<<<<
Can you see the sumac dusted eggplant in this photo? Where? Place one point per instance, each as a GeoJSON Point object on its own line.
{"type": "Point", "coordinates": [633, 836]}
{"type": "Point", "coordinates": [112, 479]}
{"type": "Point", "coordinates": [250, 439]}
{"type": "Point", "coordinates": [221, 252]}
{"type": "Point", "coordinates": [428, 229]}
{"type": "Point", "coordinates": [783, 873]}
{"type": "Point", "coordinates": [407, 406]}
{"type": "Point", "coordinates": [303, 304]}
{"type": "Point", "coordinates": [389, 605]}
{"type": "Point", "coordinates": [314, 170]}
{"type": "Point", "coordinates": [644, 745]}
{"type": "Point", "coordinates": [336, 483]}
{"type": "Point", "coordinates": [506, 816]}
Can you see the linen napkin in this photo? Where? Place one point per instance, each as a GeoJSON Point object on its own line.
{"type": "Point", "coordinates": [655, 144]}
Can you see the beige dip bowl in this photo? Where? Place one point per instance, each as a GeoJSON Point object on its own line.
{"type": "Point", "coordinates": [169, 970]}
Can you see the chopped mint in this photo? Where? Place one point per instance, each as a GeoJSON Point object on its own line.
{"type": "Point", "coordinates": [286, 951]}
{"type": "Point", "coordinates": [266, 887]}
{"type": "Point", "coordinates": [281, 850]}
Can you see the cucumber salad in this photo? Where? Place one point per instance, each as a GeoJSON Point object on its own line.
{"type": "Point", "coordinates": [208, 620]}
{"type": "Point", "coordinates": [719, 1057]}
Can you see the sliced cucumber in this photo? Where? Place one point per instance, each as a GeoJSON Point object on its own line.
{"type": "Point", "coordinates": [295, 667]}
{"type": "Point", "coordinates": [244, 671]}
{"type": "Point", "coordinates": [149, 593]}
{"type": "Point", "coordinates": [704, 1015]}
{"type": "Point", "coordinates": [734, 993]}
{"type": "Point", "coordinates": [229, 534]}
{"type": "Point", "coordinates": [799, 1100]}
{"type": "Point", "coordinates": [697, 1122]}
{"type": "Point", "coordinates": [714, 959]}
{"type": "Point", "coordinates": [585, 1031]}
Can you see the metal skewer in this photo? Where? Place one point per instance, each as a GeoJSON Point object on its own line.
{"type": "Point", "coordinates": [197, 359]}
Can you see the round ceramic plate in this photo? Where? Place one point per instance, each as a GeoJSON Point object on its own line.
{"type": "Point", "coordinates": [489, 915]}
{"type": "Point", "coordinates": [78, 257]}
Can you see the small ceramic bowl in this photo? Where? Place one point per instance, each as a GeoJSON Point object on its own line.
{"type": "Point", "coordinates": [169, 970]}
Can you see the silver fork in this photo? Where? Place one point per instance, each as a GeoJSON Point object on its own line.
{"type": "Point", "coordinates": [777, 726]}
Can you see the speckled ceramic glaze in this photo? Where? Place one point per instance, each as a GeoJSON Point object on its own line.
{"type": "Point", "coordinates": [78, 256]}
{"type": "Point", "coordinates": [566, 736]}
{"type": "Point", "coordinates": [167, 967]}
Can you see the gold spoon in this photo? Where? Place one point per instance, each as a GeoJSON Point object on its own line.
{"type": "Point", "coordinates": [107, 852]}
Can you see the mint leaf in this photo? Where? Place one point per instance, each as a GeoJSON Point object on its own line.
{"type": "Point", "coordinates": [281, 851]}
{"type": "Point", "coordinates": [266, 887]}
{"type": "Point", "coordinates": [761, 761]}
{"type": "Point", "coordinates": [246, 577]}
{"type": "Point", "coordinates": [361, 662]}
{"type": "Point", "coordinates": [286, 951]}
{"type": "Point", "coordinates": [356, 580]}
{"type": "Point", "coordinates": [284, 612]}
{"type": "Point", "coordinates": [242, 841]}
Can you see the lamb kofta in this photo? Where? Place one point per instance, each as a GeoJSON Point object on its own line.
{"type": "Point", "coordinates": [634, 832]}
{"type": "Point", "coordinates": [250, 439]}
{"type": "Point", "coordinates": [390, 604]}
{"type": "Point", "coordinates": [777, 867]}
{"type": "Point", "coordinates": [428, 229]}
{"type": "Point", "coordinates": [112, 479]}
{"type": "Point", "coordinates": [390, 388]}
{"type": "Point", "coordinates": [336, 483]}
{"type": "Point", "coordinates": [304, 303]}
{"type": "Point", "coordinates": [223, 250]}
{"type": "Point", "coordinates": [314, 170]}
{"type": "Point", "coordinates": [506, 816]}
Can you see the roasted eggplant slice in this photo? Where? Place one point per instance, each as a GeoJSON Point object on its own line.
>>>>
--- WHAT IS REQUIRED ---
Write every record out again, unaltered.

--- SOLUTION FOR THIS PROBLEM ---
Can you see the sumac dusted eggplant in this photo? Where? Place one point per instance, each as a GeoJSON Point object on its own line.
{"type": "Point", "coordinates": [633, 836]}
{"type": "Point", "coordinates": [112, 479]}
{"type": "Point", "coordinates": [250, 439]}
{"type": "Point", "coordinates": [221, 252]}
{"type": "Point", "coordinates": [428, 229]}
{"type": "Point", "coordinates": [783, 873]}
{"type": "Point", "coordinates": [407, 406]}
{"type": "Point", "coordinates": [303, 304]}
{"type": "Point", "coordinates": [389, 605]}
{"type": "Point", "coordinates": [314, 170]}
{"type": "Point", "coordinates": [644, 745]}
{"type": "Point", "coordinates": [336, 483]}
{"type": "Point", "coordinates": [506, 816]}
Can you see the linen napkin in this photo? Where? Place one point per instance, each as a GeoJSON Point object on its own line.
{"type": "Point", "coordinates": [655, 144]}
Can you see the beige dip bowl in this photo? Where? Place one point per instance, each as a GeoJSON Point object on its own line.
{"type": "Point", "coordinates": [169, 970]}
Can you see the chopped mint in this photo? Where? Place one point per instance, each as a GeoJSON Point object on its own line.
{"type": "Point", "coordinates": [286, 951]}
{"type": "Point", "coordinates": [266, 887]}
{"type": "Point", "coordinates": [281, 850]}
Can you see the cucumber salad in this photo? Where? Place one point per instance, each as a GeoJSON Point object on its own line.
{"type": "Point", "coordinates": [208, 620]}
{"type": "Point", "coordinates": [719, 1057]}
Can you see the sliced cucumber in this photo? Where? Place one point per instance, each as a GeoJSON Point object on its own line.
{"type": "Point", "coordinates": [295, 667]}
{"type": "Point", "coordinates": [244, 671]}
{"type": "Point", "coordinates": [149, 593]}
{"type": "Point", "coordinates": [704, 1015]}
{"type": "Point", "coordinates": [734, 993]}
{"type": "Point", "coordinates": [229, 534]}
{"type": "Point", "coordinates": [799, 1100]}
{"type": "Point", "coordinates": [697, 1122]}
{"type": "Point", "coordinates": [714, 959]}
{"type": "Point", "coordinates": [585, 1031]}
Can you see the metal skewer in this photo? Where? Place one point per instance, each as a GeoJSON Point object on its own line.
{"type": "Point", "coordinates": [197, 359]}
Can you see the round ceramic plate in this photo? Where? Place one point per instance, each as a GeoJSON Point object on its own line.
{"type": "Point", "coordinates": [489, 915]}
{"type": "Point", "coordinates": [78, 257]}
Can you see the small ceramic bowl in this photo? Where? Place one point per instance, each as a GeoJSON Point object on its own line.
{"type": "Point", "coordinates": [169, 970]}
Can you see the silver fork in this photo? Where? Place one point per instance, each as a GeoJSON Point object on its own line.
{"type": "Point", "coordinates": [777, 726]}
Can you see the speckled ceramic glaze in this photo? Where? Place one point per instance, each as a GeoJSON Point object on its own line.
{"type": "Point", "coordinates": [78, 256]}
{"type": "Point", "coordinates": [566, 736]}
{"type": "Point", "coordinates": [167, 967]}
Can you see the gold spoon in this photo? Where? Place one point per instance, each as a GeoJSON Point object on its own line.
{"type": "Point", "coordinates": [107, 852]}
Can you see the mint leaf in this photo? Where? Place one point per instance, each as a GeoJSON Point object on its own line.
{"type": "Point", "coordinates": [281, 851]}
{"type": "Point", "coordinates": [266, 887]}
{"type": "Point", "coordinates": [761, 761]}
{"type": "Point", "coordinates": [246, 577]}
{"type": "Point", "coordinates": [361, 662]}
{"type": "Point", "coordinates": [286, 951]}
{"type": "Point", "coordinates": [356, 580]}
{"type": "Point", "coordinates": [284, 612]}
{"type": "Point", "coordinates": [242, 841]}
Can you see the lamb kofta in this photo? Where? Place one point per instance, each as a GeoJSON Point object on its own line.
{"type": "Point", "coordinates": [634, 832]}
{"type": "Point", "coordinates": [250, 439]}
{"type": "Point", "coordinates": [390, 604]}
{"type": "Point", "coordinates": [777, 867]}
{"type": "Point", "coordinates": [428, 229]}
{"type": "Point", "coordinates": [112, 479]}
{"type": "Point", "coordinates": [390, 388]}
{"type": "Point", "coordinates": [336, 483]}
{"type": "Point", "coordinates": [304, 303]}
{"type": "Point", "coordinates": [223, 250]}
{"type": "Point", "coordinates": [314, 170]}
{"type": "Point", "coordinates": [506, 816]}
Can you see the roasted eggplant slice in this photo? Where? Place one point per instance, each as a GeoJSON Point object on its own line.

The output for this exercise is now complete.